Task:
Retype each record exactly.

Exercise material:
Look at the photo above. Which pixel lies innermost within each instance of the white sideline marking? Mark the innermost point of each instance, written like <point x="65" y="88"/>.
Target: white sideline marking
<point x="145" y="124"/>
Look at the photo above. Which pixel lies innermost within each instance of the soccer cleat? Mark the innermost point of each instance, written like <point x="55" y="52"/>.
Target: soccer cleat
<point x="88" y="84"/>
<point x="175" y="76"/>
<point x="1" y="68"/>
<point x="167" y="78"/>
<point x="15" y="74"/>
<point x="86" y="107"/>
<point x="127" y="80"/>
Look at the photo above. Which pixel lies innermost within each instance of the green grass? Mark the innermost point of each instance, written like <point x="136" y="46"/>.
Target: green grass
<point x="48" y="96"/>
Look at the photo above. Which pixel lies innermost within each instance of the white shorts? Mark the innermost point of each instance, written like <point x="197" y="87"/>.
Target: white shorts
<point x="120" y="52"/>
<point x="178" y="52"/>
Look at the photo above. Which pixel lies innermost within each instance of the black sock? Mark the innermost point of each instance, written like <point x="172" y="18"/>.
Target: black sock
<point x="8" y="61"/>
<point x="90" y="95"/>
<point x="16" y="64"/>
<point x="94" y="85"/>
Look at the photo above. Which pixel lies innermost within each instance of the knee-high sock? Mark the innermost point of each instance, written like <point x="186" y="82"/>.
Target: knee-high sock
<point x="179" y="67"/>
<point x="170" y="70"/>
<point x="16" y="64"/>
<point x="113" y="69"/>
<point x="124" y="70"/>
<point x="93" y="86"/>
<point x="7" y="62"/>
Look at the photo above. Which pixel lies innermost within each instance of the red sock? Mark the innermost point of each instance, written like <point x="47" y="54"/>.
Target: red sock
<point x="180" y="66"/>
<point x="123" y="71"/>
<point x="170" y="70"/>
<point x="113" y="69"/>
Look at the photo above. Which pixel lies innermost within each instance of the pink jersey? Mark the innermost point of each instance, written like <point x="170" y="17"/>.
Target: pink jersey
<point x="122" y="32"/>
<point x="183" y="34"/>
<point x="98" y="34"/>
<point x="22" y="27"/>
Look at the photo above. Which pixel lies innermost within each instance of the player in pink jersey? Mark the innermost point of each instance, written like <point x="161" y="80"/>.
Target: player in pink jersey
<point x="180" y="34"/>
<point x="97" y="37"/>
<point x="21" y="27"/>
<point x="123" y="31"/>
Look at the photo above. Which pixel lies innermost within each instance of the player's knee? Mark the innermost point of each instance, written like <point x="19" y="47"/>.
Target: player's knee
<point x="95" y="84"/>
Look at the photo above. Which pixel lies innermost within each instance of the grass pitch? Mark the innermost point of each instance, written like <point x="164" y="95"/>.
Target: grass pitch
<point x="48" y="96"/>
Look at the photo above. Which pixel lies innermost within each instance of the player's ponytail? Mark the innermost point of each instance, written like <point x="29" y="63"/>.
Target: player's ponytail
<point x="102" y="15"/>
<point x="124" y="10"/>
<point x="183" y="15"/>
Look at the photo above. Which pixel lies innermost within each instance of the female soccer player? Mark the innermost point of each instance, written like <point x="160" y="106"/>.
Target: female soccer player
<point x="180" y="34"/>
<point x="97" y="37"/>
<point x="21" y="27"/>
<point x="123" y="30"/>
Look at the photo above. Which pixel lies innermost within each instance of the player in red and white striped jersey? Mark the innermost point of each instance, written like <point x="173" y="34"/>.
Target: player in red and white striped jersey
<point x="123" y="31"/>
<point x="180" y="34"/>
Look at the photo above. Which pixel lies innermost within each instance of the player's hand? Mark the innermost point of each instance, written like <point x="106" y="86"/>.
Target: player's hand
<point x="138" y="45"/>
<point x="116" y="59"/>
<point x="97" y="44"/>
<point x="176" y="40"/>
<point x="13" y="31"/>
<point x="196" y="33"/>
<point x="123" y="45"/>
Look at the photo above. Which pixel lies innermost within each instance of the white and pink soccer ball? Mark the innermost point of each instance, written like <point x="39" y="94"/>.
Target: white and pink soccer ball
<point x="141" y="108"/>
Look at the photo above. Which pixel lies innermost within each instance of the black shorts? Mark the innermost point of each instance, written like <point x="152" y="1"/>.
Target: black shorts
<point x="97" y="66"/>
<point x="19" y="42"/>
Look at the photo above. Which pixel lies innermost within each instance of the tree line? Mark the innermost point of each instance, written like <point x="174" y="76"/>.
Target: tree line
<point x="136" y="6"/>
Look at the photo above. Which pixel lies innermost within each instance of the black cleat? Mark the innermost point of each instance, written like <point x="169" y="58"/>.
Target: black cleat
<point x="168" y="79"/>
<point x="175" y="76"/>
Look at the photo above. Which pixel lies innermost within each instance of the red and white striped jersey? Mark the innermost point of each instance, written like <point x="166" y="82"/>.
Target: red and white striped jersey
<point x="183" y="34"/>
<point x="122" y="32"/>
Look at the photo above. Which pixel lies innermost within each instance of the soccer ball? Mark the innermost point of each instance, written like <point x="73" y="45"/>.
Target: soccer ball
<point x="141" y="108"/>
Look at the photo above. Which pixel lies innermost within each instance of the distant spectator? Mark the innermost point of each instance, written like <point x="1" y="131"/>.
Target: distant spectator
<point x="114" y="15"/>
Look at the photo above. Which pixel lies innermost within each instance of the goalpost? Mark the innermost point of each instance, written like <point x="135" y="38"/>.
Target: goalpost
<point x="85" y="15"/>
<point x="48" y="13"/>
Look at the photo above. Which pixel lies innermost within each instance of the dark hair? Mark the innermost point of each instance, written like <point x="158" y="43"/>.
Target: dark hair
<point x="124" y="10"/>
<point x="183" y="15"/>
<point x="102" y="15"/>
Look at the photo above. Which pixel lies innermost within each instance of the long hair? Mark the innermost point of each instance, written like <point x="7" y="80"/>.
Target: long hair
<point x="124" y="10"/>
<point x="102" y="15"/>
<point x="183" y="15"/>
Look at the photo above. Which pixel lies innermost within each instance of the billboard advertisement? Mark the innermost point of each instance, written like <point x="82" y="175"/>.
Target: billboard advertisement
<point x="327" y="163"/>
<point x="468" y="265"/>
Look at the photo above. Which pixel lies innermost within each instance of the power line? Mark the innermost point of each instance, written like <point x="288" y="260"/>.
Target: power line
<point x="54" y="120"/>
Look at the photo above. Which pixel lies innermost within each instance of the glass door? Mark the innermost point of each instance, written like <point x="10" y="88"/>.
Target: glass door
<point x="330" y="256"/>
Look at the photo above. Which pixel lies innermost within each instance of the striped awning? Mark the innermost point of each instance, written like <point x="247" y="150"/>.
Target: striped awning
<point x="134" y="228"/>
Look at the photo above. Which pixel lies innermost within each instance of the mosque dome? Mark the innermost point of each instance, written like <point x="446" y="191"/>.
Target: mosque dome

Exercise result:
Look at the photo above. Which pixel lies innermost within each instance of the white sideline marking? Mark the innermost point of each instance, written like <point x="65" y="88"/>.
Target: white sideline marking
<point x="145" y="124"/>
Look at the photo above. Which pixel lies innermost within each instance of the soccer cleat? Mark the innermost point of each instance, written like <point x="55" y="52"/>.
Target: soccer cleat
<point x="88" y="84"/>
<point x="175" y="76"/>
<point x="1" y="68"/>
<point x="167" y="78"/>
<point x="15" y="74"/>
<point x="86" y="107"/>
<point x="127" y="80"/>
Look at the photo above. Which pixel lies innermost within each instance of the green grass? Mark the innermost point of each instance, written like <point x="136" y="46"/>.
Target: green grass
<point x="48" y="96"/>
Look at the photo above. Which pixel lies innermost within each instance of the white shorts? Mark the innermost point of each instance, written like <point x="197" y="87"/>.
Target: white shorts
<point x="120" y="52"/>
<point x="178" y="52"/>
Look at the photo above. Which pixel lies innermost within each instance of the black sock? Mark the innermost point of each instance, written like <point x="172" y="18"/>.
Target: black sock
<point x="8" y="61"/>
<point x="90" y="95"/>
<point x="16" y="64"/>
<point x="94" y="85"/>
Look at the photo above. Which pixel lies innermost within each instance of the knee-high sock? Mark the innermost point of each instance, written like <point x="186" y="82"/>.
Target: knee-high sock
<point x="179" y="67"/>
<point x="170" y="70"/>
<point x="16" y="64"/>
<point x="113" y="69"/>
<point x="124" y="70"/>
<point x="93" y="86"/>
<point x="7" y="62"/>
Look at the photo above. Which pixel lies innermost within each instance of the red sock? Mark the innermost point of each instance, written like <point x="47" y="54"/>.
Target: red sock
<point x="180" y="66"/>
<point x="123" y="71"/>
<point x="170" y="70"/>
<point x="113" y="69"/>
Look at the photo above. Which pixel lies innermost within each instance of the pink jersey? Mark the innermost point of each instance, written like <point x="170" y="17"/>.
Target: pink jersey
<point x="122" y="32"/>
<point x="183" y="34"/>
<point x="98" y="34"/>
<point x="22" y="27"/>
Look at the photo above. Which pixel lies innermost within each instance of the player in pink jersey? Mark the innermost point of each instance, written like <point x="161" y="80"/>.
Target: player in pink jersey
<point x="180" y="34"/>
<point x="97" y="37"/>
<point x="21" y="27"/>
<point x="123" y="31"/>
Look at the photo above. Which pixel lies innermost within each instance of the player's knee? Mark the innermost point of each instance, written like <point x="19" y="47"/>.
Target: player's knee
<point x="95" y="84"/>
Look at the photo above. Which pixel lies innermost within each instance of the grass pitch? Mark the innermost point of each instance, written like <point x="164" y="95"/>.
Target: grass pitch
<point x="48" y="96"/>
Look at the photo above. Which pixel lies innermost within each instance of the player's ponytail? Mark the innermost point of each instance, written like <point x="29" y="63"/>.
Target: player's ponytail
<point x="102" y="15"/>
<point x="124" y="10"/>
<point x="183" y="15"/>
Look at the photo above. Which pixel lies innermost within each instance of the female soccer player? Mark the innermost point of each instance, written like <point x="160" y="106"/>.
Target: female soccer player
<point x="180" y="34"/>
<point x="97" y="37"/>
<point x="21" y="27"/>
<point x="123" y="30"/>
Look at the photo above. Which pixel lies innermost within each instance of the player in red and white striped jersey? Mark the innermost point of each instance, written like <point x="173" y="34"/>.
Target: player in red and white striped jersey
<point x="123" y="31"/>
<point x="180" y="34"/>
Look at the photo above. Which pixel lies innermost within each instance of the player's hand? Mark the innermost point of each instance, written like <point x="106" y="86"/>.
Target: player's hand
<point x="138" y="45"/>
<point x="116" y="59"/>
<point x="97" y="44"/>
<point x="176" y="40"/>
<point x="13" y="31"/>
<point x="196" y="33"/>
<point x="123" y="45"/>
Look at the photo above. Which pixel lies innermost within each instance of the white and pink soccer ball? Mark the innermost point of each instance, written like <point x="39" y="94"/>.
Target: white and pink soccer ball
<point x="141" y="108"/>
Look at the photo above. Which pixel lies innermost within each instance of the black shorts? Mark the innermost point of each instance, written like <point x="152" y="1"/>.
Target: black shorts
<point x="97" y="66"/>
<point x="19" y="42"/>
Look at the photo above. Which pixel lies innermost within each instance of the tree line? Mark the innermost point of each instance, written like <point x="174" y="76"/>.
Target: tree line
<point x="136" y="6"/>
Look at the photo above. Which pixel lies innermost within each instance of the black cleat? Mark the innermost point of each instance, written like <point x="169" y="58"/>.
Target: black cleat
<point x="168" y="79"/>
<point x="175" y="76"/>
Look at the photo above. Which pixel lies innermost within each instance of the red and white striped jersey? Mark the innermost point of each instance, written like <point x="166" y="82"/>.
Target: red and white striped jersey
<point x="183" y="34"/>
<point x="122" y="32"/>
Look at the photo above. Which pixel lies innermost within each instance of the soccer ball? Mark the innermost point of each instance, written like <point x="73" y="45"/>.
Target: soccer ball
<point x="141" y="108"/>
Look at the photo above. Which pixel lies innermost within each instance of the distant spectator? Mark the innermost point of each instance, written like <point x="1" y="131"/>.
Target: distant spectator
<point x="114" y="15"/>
Look at the photo above. Which pixel lies innermost within each instance of the goalpost? Mark the innermost point of each instance, written like <point x="135" y="38"/>.
Target: goalpost
<point x="85" y="15"/>
<point x="48" y="13"/>
Look at the photo above. Which pixel lies innermost within each instance of the dark hair? Mark the innermost point of each instance, written like <point x="158" y="43"/>.
Target: dark hair
<point x="124" y="10"/>
<point x="183" y="15"/>
<point x="102" y="15"/>
Look at the photo above. Which pixel lies innermost within each instance of the long hair? Mark the innermost point of each instance, written like <point x="7" y="80"/>.
Target: long hair
<point x="124" y="10"/>
<point x="102" y="15"/>
<point x="183" y="15"/>
Look at the photo above. Which pixel lies innermost within each instance of the billboard advertisement? Mark the innermost point of each instance, written like <point x="82" y="175"/>.
Target: billboard advertisement
<point x="327" y="163"/>
<point x="468" y="265"/>
Look at the photo above. Which pixel lies innermost within each instance of the power line? Mark the innermost point of each instance, written like <point x="288" y="260"/>.
Target: power line
<point x="54" y="120"/>
Look at the photo above. Which pixel lies innermost within each instance of the glass door? Mark the innermost point of each instance, written like <point x="10" y="88"/>.
Target: glass door
<point x="330" y="256"/>
Look at the photo above. Which pixel lies innermost within each instance of the striped awning? Mark the innermost point of each instance, written like <point x="247" y="150"/>.
Target: striped awning
<point x="134" y="228"/>
Look at the photo above. Which pixel lies innermost within each instance of the mosque dome? Mark the innermost point of each instance, written like <point x="446" y="191"/>.
Target: mosque dome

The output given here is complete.